### Written problem
Copy every one of the entries below word for word, leaving out the pictures.
+===+
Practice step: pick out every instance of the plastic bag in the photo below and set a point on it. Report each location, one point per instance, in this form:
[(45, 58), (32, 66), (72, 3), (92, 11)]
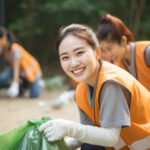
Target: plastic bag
[(28, 137)]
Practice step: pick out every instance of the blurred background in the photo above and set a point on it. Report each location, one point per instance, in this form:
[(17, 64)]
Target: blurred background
[(36, 22)]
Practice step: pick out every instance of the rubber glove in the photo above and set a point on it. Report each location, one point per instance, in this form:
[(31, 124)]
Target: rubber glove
[(13, 90), (59, 128), (72, 143)]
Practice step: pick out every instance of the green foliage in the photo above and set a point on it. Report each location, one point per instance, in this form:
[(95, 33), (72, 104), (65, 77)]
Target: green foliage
[(36, 22)]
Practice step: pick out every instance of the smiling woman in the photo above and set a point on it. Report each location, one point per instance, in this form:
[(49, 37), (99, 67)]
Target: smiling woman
[(107, 98)]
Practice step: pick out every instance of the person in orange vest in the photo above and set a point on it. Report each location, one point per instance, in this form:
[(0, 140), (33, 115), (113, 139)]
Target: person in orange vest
[(118, 46), (25, 71), (66, 96), (114, 107)]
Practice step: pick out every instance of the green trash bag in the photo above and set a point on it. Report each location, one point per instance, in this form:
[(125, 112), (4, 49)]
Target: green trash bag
[(28, 137)]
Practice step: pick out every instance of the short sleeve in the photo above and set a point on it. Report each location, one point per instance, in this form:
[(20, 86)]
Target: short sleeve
[(114, 110)]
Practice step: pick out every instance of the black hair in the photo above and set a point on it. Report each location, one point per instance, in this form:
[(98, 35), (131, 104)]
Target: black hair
[(9, 34)]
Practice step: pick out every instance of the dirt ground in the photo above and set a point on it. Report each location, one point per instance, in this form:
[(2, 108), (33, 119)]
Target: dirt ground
[(15, 112)]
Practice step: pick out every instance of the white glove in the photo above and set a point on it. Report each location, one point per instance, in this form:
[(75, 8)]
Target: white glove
[(59, 128), (72, 143), (13, 90)]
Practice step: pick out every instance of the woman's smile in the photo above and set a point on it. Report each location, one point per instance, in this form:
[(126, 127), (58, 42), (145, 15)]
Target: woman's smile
[(78, 72)]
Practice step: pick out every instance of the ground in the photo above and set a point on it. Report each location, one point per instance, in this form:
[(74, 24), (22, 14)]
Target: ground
[(15, 112)]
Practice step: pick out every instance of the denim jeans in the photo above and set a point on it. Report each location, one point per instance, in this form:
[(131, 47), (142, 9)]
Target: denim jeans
[(35, 88)]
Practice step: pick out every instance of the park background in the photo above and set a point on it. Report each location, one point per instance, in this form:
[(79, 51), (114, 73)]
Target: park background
[(36, 24)]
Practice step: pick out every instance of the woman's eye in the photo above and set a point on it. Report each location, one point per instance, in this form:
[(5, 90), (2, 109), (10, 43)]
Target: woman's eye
[(65, 58), (80, 52)]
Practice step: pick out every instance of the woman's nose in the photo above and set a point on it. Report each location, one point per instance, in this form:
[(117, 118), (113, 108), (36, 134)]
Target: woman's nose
[(74, 62)]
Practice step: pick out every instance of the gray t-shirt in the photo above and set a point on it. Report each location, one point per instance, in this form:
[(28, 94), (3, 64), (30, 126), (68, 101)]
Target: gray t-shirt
[(114, 109)]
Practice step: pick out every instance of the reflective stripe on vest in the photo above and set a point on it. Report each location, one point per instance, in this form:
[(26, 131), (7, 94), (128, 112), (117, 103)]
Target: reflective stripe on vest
[(143, 144), (139, 108)]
+===+
### The result
Practice step: pick out every instance of the plastic bag in the photo below and set a point on it. Report each location, one point per instance, in this form:
[(45, 58), (32, 66), (72, 3), (92, 11)]
Target: plastic bag
[(28, 137)]
Practice step: pick out every instance of the blurred background in the photo above and set a point on it. Report each location, one point per instance, in this form:
[(17, 64)]
Target: blurred background
[(36, 22)]
Practice step: pick out every instance of the rubber glove in the photo above and set a point on it. Report each location, one point per instance, in this form:
[(31, 124)]
Target: rubber glove
[(13, 90), (59, 128), (72, 143)]
Practice step: pick out every instance of the green foliage in the photo above and set a point on it. Report each location, one point per instance, in this form:
[(95, 33), (72, 104), (65, 77)]
Target: green foliage
[(36, 22)]
Practice step: pick out every instance of the smiling woman in the photo above and set a point on it. Report each location, one point per instance, in this form:
[(49, 37), (99, 67)]
Target: smiling woman
[(107, 98)]
Practice step: pick out every instance of the person in orange vest in the photo above and set a point on it. Report each location, one point per instance, in this form:
[(0, 140), (33, 115), (113, 139)]
Target: person in orange vest
[(118, 46), (25, 71), (66, 96), (114, 107)]
Practice step: pick out every instance of the green trash bag in the photo above and set a point on it. Report each location, one point per instance, in this form:
[(125, 112), (4, 49)]
Target: green trash bag
[(28, 137)]
Practice step: pick out every instance of the short sleeve in the photo above and set a point on it. Report each location, one point per instance, in this form:
[(20, 86)]
Target: short sleeve
[(114, 110)]
Practice step: pick out every instance of the black hair in the photo above and set a point on it. Report each location, one point per instance, in this form:
[(98, 35), (131, 104)]
Target: black hair
[(9, 34)]
Practice step: pick out every instance of the dirt ground in the photo above and set a point on it. Report each location, one point per instance, in this form:
[(2, 108), (33, 119)]
Target: dirt ground
[(15, 112)]
Practice step: pick out every instance of the white glove in the photo above and set a point on it. Report each location, one point per instance, in this form:
[(75, 8)]
Target: white glove
[(59, 128), (72, 143), (13, 90)]
Practice step: pick out every instance of the woman's smile in the photo above and set a point on it. Report each location, one point per instance, in this form:
[(126, 127), (58, 42), (145, 15)]
Target: woman's smile
[(78, 72)]
Practice step: pick out every instance of the ground in the photo above and set a point on it. Report each location, one point per instance, in this form:
[(74, 24), (22, 14)]
Target: ground
[(15, 112)]
Practice step: pick out every instance of the denim jeans in the photo above and set a point on it. Report each location, one point per instance, in this form:
[(131, 47), (142, 9)]
Target: denim jeans
[(35, 88)]
Practice step: pick out every instance of the park background in the photo above and set a point on it. Report each location, one point per instance, in this form:
[(79, 51), (114, 73)]
Target: park background
[(36, 24)]
Practice step: pick out every instance of the woman's eye in the photo above and set a point on it. Report each location, one point per instance, in this form:
[(5, 90), (2, 109), (10, 43)]
Target: woman's eye
[(65, 58), (80, 52)]
Practice step: pick out every instance of the woman's nose in the photo above and set a point on it. Report each location, one point per instance, in this form:
[(117, 118), (113, 108), (36, 134)]
Target: woman's nose
[(74, 62)]
Practice step: pick out every instance of the gray t-shirt in the photo above and set a point on it. Report each location, one point per instance, in this form:
[(28, 94), (3, 64), (30, 126), (68, 101)]
Target: gray t-shirt
[(114, 109)]
Practice step: pick out every instance of the reflective stripe on vest in the photo above and set a point on it. Report each location, one point per instance, in this form:
[(26, 131), (7, 94), (128, 112), (117, 103)]
Target: reflective stripe on vest
[(143, 144), (139, 108)]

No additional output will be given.